Page extract:
"""

For atoms with more than 83 protons, the electrical repulsion between
protons starts to overcome the strong force, and the nucleus decays
radioactively. So atoms with atomic
numbers greater than 83 are unstable.
They decay into more stable atoms with fewer protons.
What
is the atomic number? The number of
protons in an atom. It determines the
place of an element in the periodic table.
The atomic mass is the number of protons plus the number of neutrons in
an atom.
Radioactivity
and half-life.
The
last and least-strong force that is known today is called the weak force,
so called because it’s weaker than the electromagnetic force. It causes a nucleus to emit electrons,
turning a neutron into proton in the process. Also recall that a free
neutron—one that’s outside a nucleus—decays with an average lifetime of about
11 minutes, so it also decays by emitting a fast-moving electron, which is
called a beta ray. This type of radioactivity is important because it involves
all three fundamental particles that make up an atom—proton, neutron and
electron. There are other types of
nuclear radiation also. In Greek
alphabetical order the three common types are:
alpha rays (helium nuclei, 2 protons and 2 neutrons) beta rays
(electrons), and gamma rays (very high energy electromagnetic waves). There is
one more type, not as common but very important, and that is neutrons. X-rays also are dangerous (ionizing), but not
microwaves—they’re low energy. X-rays
produced by – draw picture. HV supply,
vacuum tube, electrons attracted to postive plate, x-rays produced when atoms
in plate are hit by electrons. Like TV,
but it aint as high voltage. (wrote on the board some other stuff, just table
10.5 mainly: positrons added to list of nuclear radiation.)
_____________________
stopped here in class______________________________
Half-life. What’s the half-life of a hamburger? "I only want half a hamburger." "Well, I only want half of a half of a hamburger." "I only want half of a half of a half of a hamburger." Which can go on indefinitely. If you actually ate half of a hamburger in one second, handed the remaining half to your brother, who ate half of that in one second, which he handed back to you (now one fourth is left), which you ate in one second... and so on, the half life of the hamburger would be one second. The rate at which the hamburger is eaten, you see, not constant. It slows down. In order for the concept of half-life to be valid, the rate must be proportional to the amount remaining. (Well, you could use a 1/10th life or a 1/3rd life, or similar, but half-life is the standard measure.)
Later: Nucular
reactions and uses of radionuclides. Fission
and Fusion.
Biological
effects of radiation. Alpha, beta, gamma, neutrons
and x-rays are ionizing radiation. Ionizing means they can knock electrons out
of an atom, or even hit the nucleus and change its electrical charge. The result in either case is that the atom
becomes an ion, meaning it isn’t electrically neutral. Ion means “an atom,or chemical combination of
atoms, that has a net electric charge.”

"""

Check your understanding:
**A)** According to the radioactivity notes, what is the average lifetime of a free neutron?
**B)** Using the radioactivity notes, explain in one to three sentences why atoms with atomic numbers greater than 83 are unstable.
**C)** Write out the part of the radioactivity notes between "For atoms with" and "the periodic table.", inclusive.
The items that come after this point are separate material and are unrelated to the radioactivity notes.

Input data:
"""

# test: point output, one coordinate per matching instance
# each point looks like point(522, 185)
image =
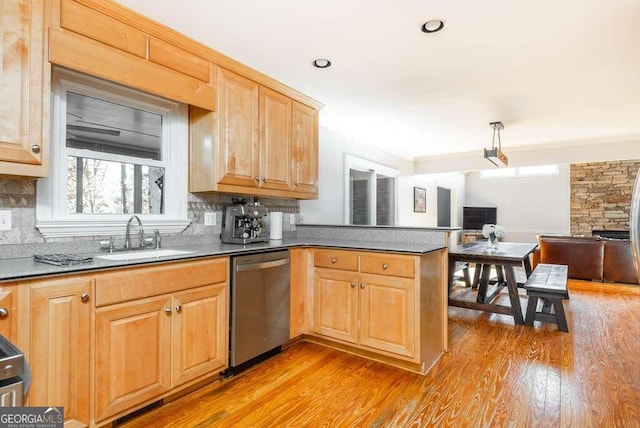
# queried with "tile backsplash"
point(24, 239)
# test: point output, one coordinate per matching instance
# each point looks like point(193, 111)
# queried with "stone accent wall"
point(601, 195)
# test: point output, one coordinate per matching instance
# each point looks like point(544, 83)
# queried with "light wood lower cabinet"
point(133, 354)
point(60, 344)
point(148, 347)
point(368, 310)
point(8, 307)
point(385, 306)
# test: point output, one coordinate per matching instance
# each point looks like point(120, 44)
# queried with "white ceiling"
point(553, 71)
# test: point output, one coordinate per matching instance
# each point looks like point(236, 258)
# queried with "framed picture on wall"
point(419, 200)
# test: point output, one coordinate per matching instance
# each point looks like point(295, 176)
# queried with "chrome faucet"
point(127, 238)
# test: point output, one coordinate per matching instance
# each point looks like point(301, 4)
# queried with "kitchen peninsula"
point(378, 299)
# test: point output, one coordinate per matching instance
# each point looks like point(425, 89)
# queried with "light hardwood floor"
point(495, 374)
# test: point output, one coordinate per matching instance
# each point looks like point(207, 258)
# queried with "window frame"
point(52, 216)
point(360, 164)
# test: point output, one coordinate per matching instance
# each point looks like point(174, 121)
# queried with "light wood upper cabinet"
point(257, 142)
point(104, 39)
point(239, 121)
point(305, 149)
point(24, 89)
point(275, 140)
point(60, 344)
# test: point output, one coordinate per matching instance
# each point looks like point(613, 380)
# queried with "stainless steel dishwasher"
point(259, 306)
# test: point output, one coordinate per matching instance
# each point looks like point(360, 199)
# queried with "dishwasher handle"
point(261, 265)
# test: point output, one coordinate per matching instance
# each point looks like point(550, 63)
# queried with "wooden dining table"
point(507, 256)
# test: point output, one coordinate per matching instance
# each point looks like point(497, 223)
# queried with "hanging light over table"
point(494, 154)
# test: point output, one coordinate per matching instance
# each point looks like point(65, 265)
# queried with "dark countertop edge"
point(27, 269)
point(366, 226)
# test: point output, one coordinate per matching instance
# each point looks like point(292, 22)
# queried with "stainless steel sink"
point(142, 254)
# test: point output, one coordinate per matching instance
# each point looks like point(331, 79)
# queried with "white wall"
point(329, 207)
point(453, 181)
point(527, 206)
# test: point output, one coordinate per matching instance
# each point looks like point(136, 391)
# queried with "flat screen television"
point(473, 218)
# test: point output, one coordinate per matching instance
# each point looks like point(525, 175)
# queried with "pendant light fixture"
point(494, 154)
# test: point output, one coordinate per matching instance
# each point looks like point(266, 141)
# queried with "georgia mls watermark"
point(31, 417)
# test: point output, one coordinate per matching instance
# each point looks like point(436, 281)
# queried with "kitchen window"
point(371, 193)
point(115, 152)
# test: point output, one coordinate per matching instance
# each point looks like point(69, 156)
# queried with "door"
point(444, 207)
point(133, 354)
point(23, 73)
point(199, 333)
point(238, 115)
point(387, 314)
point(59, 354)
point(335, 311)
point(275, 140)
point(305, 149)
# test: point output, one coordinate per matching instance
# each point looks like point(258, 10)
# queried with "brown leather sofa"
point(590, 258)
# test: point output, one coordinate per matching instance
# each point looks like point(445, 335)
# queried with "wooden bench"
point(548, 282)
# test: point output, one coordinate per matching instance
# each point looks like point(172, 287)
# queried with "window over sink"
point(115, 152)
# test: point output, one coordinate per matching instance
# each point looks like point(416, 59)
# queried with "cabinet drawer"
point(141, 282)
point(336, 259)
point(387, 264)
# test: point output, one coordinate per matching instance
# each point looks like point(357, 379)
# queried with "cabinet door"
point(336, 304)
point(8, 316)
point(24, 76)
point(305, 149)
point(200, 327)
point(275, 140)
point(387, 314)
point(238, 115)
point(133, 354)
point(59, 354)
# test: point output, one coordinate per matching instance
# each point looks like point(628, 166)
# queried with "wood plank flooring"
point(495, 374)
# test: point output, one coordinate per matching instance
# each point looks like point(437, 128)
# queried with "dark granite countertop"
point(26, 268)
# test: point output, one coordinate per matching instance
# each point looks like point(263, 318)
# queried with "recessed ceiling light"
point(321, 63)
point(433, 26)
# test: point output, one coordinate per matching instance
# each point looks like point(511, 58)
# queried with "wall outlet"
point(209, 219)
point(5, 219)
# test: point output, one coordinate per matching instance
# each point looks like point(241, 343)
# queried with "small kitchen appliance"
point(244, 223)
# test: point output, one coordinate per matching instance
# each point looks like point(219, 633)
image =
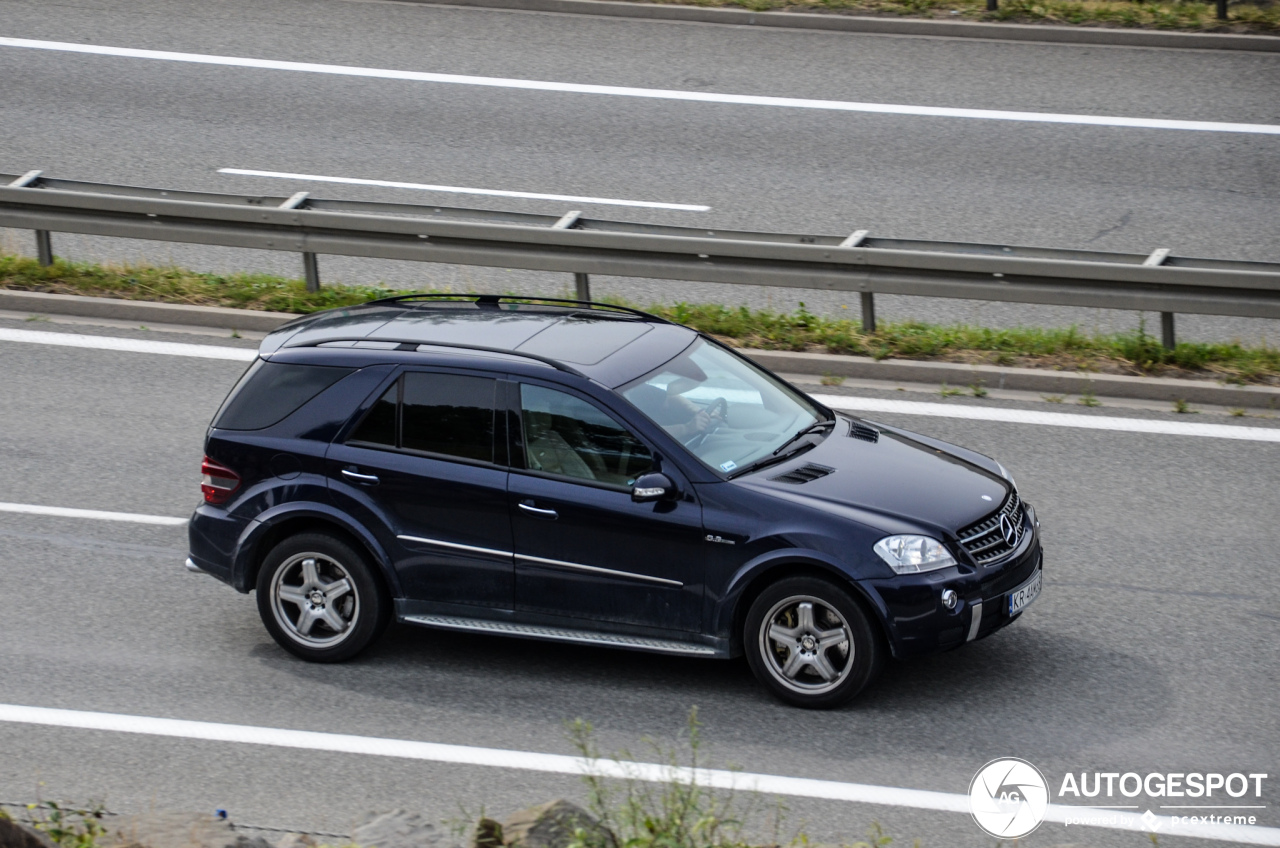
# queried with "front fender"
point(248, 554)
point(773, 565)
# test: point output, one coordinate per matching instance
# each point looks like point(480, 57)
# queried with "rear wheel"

"""

Results in order:
**A)** About 11 minutes.

**B)** When an atom has more than 83 protons, the electrical repulsion between the protons starts to overcome the strong force. As a result, the nucleus decays radioactively into more stable atoms with fewer protons.

**C)**
For atoms with more than 83 protons, the electrical repulsion between
protons starts to overcome the strong force, and the nucleus decays
radioactively. So atoms with atomic
numbers greater than 83 are unstable.
They decay into more stable atoms with fewer protons.
What
is the atomic number? The number of
protons in an atom. It determines the
place of an element in the periodic table.